### Work to complete
Send back the listing, word for word.

┌──

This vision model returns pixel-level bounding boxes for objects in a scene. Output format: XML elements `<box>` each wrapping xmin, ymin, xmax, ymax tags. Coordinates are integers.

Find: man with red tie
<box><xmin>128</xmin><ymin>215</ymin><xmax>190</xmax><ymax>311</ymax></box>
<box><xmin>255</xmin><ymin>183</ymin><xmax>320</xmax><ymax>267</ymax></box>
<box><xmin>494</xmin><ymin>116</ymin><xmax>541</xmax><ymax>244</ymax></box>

└──

### Response to this exercise
This vision model returns pixel-level bounding boxes for objects in a scene. Output format: XML elements `<box>` each wrapping xmin, ymin, xmax, ymax tags. Coordinates are integers.

Find: man with red tie
<box><xmin>128</xmin><ymin>215</ymin><xmax>190</xmax><ymax>311</ymax></box>
<box><xmin>255</xmin><ymin>183</ymin><xmax>320</xmax><ymax>267</ymax></box>
<box><xmin>494</xmin><ymin>116</ymin><xmax>541</xmax><ymax>244</ymax></box>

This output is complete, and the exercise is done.